### What you will do
Display each line of the rows below that contains the word "plate", copying it unchanged. Matching is case-sensitive.
________________________________________
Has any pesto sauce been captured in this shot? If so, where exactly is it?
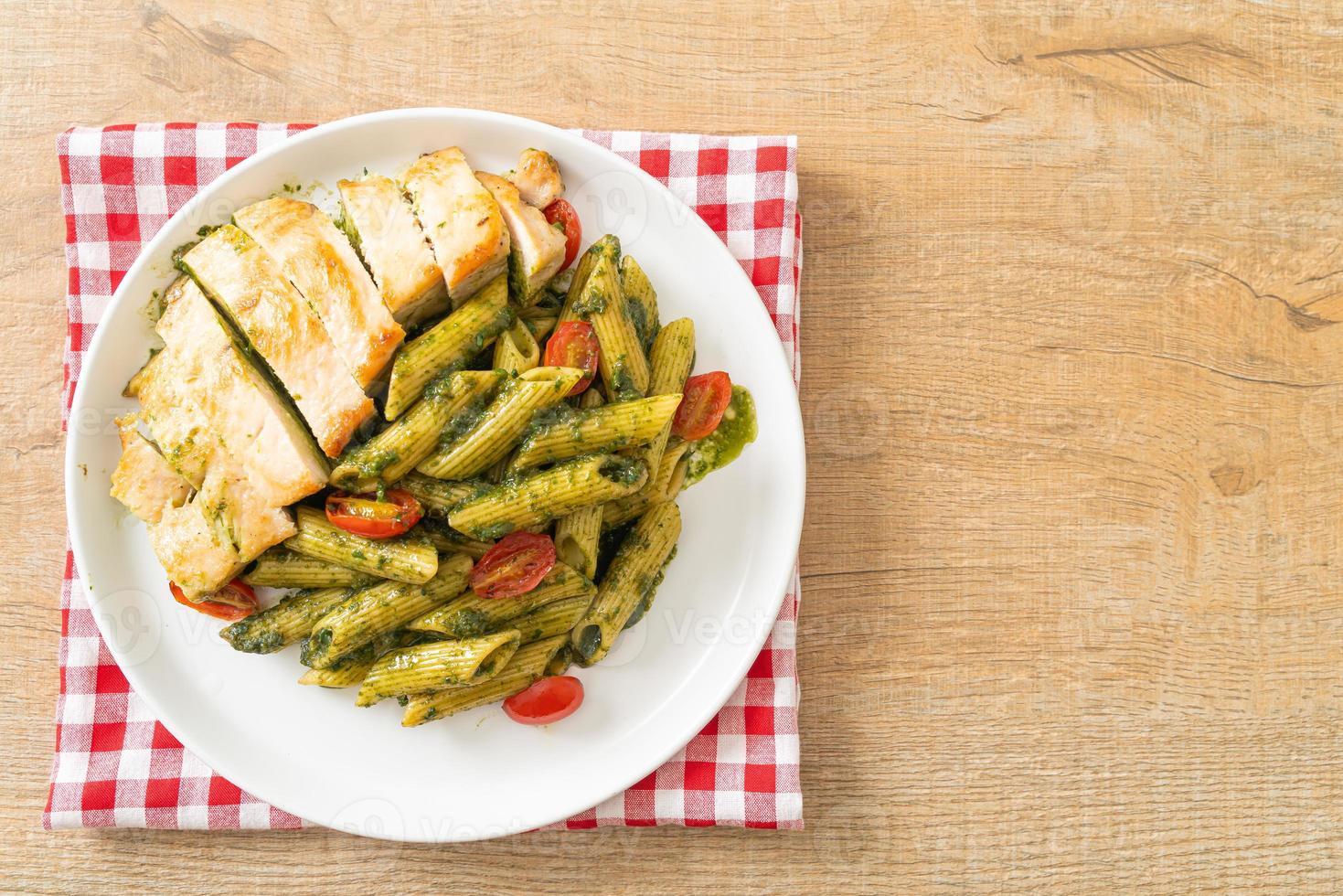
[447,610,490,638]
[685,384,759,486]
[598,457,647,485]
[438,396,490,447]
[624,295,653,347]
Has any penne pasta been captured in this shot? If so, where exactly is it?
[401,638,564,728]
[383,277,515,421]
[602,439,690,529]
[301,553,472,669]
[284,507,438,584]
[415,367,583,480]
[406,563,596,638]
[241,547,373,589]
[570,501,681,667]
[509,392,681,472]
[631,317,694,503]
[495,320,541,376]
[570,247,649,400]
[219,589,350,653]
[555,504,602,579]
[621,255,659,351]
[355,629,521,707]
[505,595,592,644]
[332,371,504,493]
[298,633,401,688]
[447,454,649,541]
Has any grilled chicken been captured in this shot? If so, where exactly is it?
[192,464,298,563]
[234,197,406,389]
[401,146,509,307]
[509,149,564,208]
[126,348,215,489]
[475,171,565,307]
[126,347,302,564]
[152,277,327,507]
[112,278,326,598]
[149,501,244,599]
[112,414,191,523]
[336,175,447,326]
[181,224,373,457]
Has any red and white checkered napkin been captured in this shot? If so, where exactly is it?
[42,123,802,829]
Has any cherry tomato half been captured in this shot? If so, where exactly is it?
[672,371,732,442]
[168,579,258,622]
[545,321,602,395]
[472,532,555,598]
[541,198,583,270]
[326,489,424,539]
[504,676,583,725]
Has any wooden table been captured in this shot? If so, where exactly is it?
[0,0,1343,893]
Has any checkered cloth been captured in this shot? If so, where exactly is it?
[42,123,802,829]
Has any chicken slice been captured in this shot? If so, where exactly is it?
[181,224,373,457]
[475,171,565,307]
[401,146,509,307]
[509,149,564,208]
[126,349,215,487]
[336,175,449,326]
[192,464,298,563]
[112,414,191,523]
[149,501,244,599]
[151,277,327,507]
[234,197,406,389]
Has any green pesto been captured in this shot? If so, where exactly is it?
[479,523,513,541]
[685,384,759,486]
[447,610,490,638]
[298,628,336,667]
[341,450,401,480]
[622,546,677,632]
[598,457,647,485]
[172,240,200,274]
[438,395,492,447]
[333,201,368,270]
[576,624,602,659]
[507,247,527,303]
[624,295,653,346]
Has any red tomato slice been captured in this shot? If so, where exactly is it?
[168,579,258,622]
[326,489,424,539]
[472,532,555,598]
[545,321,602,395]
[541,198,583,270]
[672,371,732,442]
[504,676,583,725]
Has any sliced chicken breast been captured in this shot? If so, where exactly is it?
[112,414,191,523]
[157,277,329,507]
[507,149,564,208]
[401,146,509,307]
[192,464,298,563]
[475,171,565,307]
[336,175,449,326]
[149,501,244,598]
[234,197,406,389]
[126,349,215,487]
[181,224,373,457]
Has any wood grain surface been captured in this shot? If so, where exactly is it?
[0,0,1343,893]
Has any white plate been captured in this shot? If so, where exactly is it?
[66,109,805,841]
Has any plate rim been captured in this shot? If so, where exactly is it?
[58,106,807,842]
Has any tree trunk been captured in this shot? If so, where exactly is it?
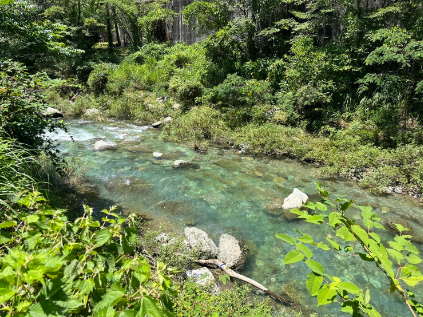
________________________________________
### Correct answer
Has any white plate been captured in this shot? If so, where exactly is it?
Has any plate rim been captured in this shot? If so, where exactly is it?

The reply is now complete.